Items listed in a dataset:
====

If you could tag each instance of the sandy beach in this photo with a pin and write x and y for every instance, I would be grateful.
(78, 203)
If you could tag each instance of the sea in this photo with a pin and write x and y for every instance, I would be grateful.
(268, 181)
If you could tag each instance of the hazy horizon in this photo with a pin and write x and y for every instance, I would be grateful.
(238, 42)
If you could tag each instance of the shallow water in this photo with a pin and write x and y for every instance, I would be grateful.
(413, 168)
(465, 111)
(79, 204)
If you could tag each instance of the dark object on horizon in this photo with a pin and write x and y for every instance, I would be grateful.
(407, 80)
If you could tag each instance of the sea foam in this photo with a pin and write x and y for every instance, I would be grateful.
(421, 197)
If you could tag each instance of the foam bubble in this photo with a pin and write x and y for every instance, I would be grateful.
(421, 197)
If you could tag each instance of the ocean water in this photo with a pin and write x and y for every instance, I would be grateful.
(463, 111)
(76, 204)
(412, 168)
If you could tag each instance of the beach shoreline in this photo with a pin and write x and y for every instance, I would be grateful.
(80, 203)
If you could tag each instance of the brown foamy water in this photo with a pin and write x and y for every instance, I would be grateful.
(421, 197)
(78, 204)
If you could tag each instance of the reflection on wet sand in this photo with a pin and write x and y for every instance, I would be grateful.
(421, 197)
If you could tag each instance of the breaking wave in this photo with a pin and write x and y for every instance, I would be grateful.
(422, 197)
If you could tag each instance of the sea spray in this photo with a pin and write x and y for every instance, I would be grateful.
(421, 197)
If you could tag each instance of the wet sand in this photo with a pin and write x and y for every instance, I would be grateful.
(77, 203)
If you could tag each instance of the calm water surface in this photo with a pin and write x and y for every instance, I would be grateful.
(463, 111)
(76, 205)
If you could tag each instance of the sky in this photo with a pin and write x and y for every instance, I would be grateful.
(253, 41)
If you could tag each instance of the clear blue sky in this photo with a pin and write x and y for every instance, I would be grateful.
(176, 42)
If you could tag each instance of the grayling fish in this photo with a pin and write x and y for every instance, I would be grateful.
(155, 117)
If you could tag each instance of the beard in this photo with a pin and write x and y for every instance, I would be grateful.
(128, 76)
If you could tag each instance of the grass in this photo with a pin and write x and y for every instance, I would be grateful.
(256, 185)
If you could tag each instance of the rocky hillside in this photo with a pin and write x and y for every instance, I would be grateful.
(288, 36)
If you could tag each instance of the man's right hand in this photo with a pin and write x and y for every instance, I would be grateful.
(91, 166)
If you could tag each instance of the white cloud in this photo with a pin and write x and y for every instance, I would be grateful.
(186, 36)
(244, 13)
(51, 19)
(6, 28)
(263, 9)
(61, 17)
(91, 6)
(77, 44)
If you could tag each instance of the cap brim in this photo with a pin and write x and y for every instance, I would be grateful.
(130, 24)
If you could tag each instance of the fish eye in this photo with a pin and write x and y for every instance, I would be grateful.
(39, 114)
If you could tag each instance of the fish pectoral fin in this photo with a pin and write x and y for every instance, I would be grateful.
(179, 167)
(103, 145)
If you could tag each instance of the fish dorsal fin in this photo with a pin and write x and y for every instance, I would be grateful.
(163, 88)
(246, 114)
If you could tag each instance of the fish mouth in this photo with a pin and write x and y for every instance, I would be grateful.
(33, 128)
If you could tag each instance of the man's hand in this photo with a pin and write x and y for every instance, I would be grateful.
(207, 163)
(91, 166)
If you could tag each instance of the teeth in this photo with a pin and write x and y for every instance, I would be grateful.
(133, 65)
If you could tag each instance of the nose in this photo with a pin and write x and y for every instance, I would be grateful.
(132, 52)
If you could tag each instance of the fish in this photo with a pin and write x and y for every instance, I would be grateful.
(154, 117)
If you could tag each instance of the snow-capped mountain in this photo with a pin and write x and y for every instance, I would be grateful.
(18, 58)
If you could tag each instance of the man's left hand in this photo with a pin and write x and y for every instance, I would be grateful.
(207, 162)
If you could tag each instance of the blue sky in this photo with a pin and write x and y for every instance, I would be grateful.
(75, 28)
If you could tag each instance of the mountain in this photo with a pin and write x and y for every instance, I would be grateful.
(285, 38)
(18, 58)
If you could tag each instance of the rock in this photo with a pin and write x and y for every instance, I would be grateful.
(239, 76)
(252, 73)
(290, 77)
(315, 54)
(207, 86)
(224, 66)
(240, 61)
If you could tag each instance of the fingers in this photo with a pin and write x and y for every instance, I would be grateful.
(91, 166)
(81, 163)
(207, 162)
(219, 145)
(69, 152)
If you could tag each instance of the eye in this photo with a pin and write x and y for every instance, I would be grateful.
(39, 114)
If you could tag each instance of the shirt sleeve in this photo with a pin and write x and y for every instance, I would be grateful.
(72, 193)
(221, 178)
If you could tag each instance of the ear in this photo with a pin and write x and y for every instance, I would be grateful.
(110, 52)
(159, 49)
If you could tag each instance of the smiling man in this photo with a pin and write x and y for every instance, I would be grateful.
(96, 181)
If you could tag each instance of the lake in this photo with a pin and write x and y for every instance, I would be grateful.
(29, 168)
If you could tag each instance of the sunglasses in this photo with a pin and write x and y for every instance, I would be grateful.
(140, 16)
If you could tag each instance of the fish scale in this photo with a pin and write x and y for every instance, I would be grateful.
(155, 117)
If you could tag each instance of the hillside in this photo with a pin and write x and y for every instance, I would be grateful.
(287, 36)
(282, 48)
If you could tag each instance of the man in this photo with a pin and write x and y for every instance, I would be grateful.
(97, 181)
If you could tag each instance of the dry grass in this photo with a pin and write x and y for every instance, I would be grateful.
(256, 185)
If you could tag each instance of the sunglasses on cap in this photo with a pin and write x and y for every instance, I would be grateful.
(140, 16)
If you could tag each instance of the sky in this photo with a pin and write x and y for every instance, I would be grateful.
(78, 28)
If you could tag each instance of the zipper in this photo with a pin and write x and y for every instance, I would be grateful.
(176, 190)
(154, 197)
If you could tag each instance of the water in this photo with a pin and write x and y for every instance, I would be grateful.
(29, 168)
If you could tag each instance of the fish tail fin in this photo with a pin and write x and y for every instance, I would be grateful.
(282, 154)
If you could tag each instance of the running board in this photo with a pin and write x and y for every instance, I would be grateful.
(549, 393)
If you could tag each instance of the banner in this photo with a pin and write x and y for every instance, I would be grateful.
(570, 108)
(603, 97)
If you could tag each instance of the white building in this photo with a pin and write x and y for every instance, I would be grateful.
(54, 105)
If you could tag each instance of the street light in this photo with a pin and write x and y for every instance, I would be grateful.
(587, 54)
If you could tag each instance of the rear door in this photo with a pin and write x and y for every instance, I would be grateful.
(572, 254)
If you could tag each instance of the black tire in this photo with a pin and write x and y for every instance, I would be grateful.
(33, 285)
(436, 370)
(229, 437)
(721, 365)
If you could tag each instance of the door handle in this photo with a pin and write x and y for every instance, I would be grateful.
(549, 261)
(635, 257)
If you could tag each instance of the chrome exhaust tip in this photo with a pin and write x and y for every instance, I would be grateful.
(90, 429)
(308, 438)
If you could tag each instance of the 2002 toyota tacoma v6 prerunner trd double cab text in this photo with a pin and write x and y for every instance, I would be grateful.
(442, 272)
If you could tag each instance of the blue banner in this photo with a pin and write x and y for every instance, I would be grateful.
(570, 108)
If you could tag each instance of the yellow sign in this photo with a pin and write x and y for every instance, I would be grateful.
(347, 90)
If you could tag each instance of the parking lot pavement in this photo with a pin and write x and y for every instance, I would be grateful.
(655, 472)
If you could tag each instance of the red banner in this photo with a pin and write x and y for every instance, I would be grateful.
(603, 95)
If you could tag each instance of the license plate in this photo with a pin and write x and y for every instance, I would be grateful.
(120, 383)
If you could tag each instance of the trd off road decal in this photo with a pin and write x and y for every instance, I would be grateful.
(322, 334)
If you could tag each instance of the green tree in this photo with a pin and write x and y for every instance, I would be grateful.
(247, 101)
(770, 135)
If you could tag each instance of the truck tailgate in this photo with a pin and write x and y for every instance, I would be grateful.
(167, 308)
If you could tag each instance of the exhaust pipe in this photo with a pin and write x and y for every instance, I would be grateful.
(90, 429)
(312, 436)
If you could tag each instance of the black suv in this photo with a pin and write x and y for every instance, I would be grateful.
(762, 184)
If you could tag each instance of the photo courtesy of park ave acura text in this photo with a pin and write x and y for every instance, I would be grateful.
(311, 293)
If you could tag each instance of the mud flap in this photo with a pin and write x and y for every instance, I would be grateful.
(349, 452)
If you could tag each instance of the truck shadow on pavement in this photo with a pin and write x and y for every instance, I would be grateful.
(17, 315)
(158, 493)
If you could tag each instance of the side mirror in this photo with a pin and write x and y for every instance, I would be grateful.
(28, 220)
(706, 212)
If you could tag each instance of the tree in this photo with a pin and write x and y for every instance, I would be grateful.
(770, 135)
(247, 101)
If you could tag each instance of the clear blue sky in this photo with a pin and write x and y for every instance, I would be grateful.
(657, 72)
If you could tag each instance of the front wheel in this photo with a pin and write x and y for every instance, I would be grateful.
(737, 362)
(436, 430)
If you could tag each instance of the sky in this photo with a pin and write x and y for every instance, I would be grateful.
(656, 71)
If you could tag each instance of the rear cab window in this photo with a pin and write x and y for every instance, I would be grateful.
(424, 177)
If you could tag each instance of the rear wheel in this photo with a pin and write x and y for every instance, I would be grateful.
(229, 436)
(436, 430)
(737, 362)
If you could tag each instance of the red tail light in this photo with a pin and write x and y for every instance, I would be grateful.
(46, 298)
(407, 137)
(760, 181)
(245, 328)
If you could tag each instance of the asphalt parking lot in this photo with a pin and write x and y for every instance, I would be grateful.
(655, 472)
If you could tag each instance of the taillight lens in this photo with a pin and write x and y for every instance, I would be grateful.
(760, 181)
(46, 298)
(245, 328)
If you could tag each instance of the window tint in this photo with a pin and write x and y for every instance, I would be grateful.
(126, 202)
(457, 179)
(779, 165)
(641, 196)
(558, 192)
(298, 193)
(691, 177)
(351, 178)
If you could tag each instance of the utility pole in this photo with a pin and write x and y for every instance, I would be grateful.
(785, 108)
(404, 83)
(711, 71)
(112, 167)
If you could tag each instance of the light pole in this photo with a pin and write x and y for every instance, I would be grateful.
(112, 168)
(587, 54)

====

| EXERCISE PROMPT |
Would you copy exactly the lines from the one that contains "If you could tag each instance of the asphalt" through the final line of the records above, including both?

| RESPONSE TO THIS EXERCISE |
If you could tag each instance of the asphalt parking lot in this photo with a pin and write x and y for every instance, I would be grateful.
(655, 472)
If you could tag each instance of the taillight lens in this photo with a pin and write x and y for every instance, I would be grateful.
(760, 181)
(46, 298)
(245, 328)
If you could tag each instance of the window tint in this photo with a pin and write x and y for every instance, I would be grateful.
(126, 202)
(457, 179)
(779, 165)
(641, 196)
(558, 192)
(298, 193)
(691, 177)
(351, 178)
If you could tag each instance of the utility pole in this photo with a pin and write x and y for every instance, I would be grateful.
(785, 108)
(404, 83)
(711, 71)
(112, 167)
If you could tag each instance of the light pole in this photo with a pin and write x and y for every instance, I would be grateful.
(112, 168)
(587, 54)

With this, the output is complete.